[STATED EXERCISE] Count the lines in the data below that contain the string "backpack", where case matters, and reply with only that number.

[DATA RECORDS]
----------
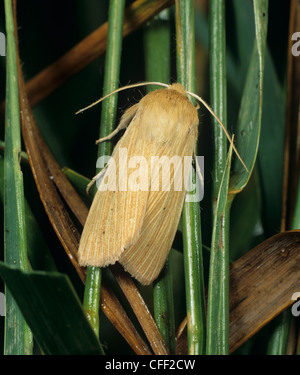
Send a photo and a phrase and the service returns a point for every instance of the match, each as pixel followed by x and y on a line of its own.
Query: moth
pixel 136 225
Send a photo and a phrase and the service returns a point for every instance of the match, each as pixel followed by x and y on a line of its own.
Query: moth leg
pixel 110 136
pixel 198 170
pixel 95 178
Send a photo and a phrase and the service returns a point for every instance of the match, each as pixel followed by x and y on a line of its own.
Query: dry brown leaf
pixel 261 286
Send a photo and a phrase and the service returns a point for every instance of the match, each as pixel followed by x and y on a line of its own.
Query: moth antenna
pixel 121 89
pixel 222 125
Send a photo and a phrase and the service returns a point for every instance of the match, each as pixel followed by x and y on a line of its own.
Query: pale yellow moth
pixel 136 226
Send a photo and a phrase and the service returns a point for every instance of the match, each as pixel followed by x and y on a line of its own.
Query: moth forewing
pixel 137 227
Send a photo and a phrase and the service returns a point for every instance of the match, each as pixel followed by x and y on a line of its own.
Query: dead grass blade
pixel 292 145
pixel 89 49
pixel 262 283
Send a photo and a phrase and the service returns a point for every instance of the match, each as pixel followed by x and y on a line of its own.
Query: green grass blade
pixel 218 302
pixel 18 338
pixel 218 288
pixel 249 121
pixel 108 117
pixel 157 64
pixel 35 240
pixel 218 88
pixel 53 311
pixel 191 221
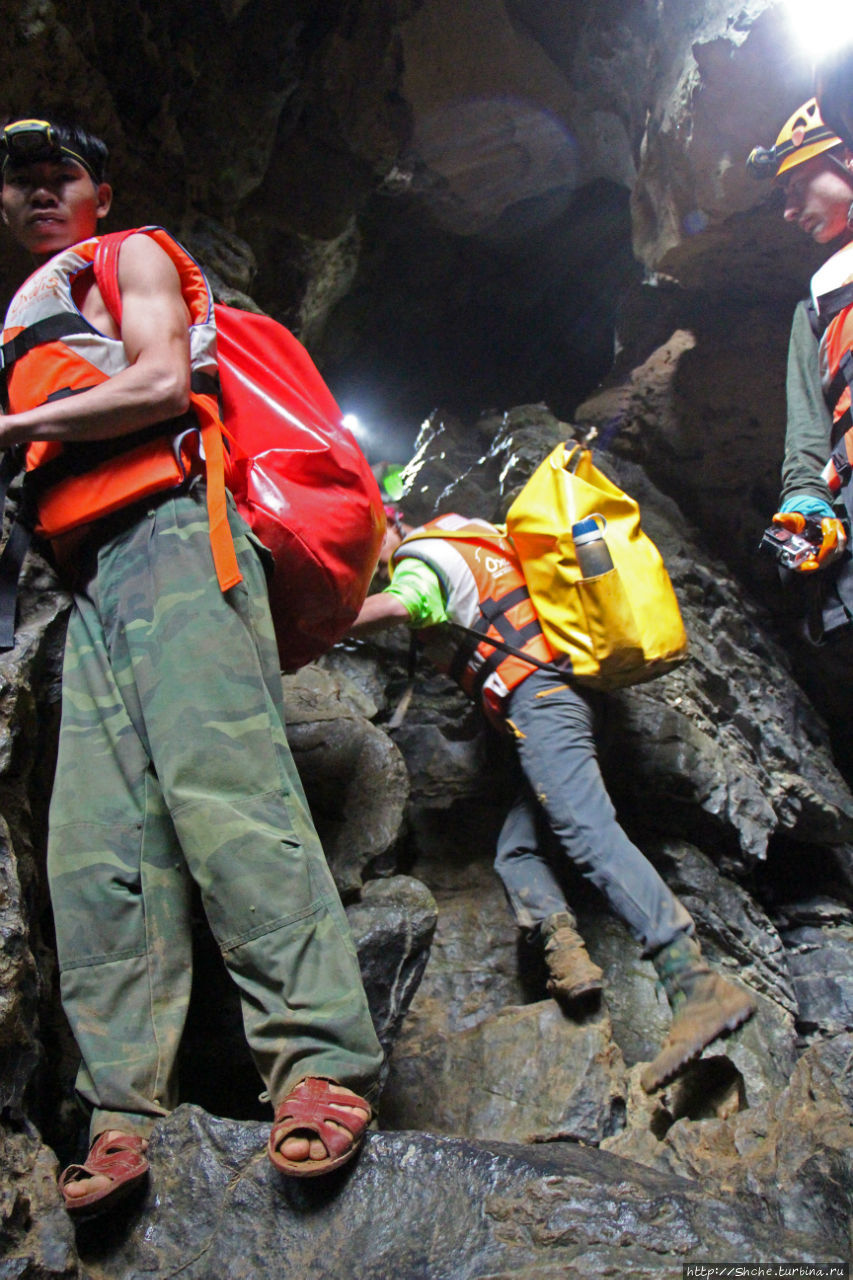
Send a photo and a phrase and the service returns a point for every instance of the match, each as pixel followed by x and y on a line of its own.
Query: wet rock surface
pixel 418 1205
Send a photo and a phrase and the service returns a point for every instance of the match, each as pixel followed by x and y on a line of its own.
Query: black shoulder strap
pixel 14 551
pixel 830 304
pixel 50 329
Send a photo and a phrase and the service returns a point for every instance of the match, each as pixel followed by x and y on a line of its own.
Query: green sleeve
pixel 810 424
pixel 420 590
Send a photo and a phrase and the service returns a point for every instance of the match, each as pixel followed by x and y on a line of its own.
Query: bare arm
pixel 379 612
pixel 155 332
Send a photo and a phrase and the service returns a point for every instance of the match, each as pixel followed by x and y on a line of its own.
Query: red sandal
pixel 308 1109
pixel 121 1159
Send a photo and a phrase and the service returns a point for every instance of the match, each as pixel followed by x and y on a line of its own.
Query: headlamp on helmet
pixel 802 137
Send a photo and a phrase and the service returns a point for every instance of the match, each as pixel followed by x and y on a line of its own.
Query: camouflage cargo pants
pixel 173 764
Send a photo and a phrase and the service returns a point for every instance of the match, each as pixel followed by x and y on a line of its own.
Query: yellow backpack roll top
pixel 616 627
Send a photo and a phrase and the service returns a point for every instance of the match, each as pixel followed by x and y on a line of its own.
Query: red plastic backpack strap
pixel 106 272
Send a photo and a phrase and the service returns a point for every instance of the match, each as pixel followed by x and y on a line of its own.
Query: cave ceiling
pixel 454 202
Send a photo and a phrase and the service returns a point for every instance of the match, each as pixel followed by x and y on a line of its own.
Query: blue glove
pixel 803 508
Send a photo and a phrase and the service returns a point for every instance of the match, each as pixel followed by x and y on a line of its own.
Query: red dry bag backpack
pixel 297 475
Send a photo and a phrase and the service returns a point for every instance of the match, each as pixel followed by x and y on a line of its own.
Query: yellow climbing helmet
pixel 801 137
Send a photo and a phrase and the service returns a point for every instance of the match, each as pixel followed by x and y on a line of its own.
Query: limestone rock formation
pixel 419 1205
pixel 479 205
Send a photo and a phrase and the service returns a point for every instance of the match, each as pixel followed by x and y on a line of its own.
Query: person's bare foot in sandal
pixel 114 1166
pixel 318 1127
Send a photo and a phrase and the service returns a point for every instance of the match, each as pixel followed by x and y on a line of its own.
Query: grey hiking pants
pixel 174 767
pixel 552 726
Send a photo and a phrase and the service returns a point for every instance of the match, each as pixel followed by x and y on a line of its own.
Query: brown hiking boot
pixel 705 1006
pixel 571 974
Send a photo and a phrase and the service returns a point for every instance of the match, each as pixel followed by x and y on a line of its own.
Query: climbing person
pixel 463 571
pixel 173 763
pixel 815 169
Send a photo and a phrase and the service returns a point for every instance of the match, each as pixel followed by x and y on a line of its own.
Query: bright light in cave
pixel 821 27
pixel 354 424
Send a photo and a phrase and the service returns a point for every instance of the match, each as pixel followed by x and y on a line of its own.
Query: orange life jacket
pixel 831 306
pixel 484 589
pixel 53 351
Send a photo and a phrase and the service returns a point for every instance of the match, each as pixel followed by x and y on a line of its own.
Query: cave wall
pixel 482 205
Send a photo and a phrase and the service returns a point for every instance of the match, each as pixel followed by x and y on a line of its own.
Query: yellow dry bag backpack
pixel 603 597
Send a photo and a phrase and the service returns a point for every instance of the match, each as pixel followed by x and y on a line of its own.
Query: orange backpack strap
pixel 222 544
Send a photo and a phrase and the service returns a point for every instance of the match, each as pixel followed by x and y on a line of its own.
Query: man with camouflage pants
pixel 173 763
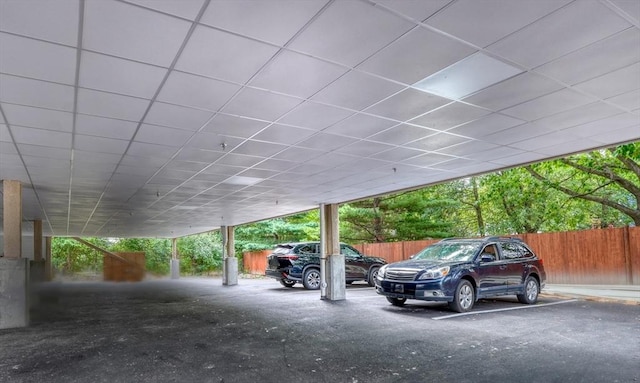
----------
[RESPONSE TO THIS EXERCISE] 5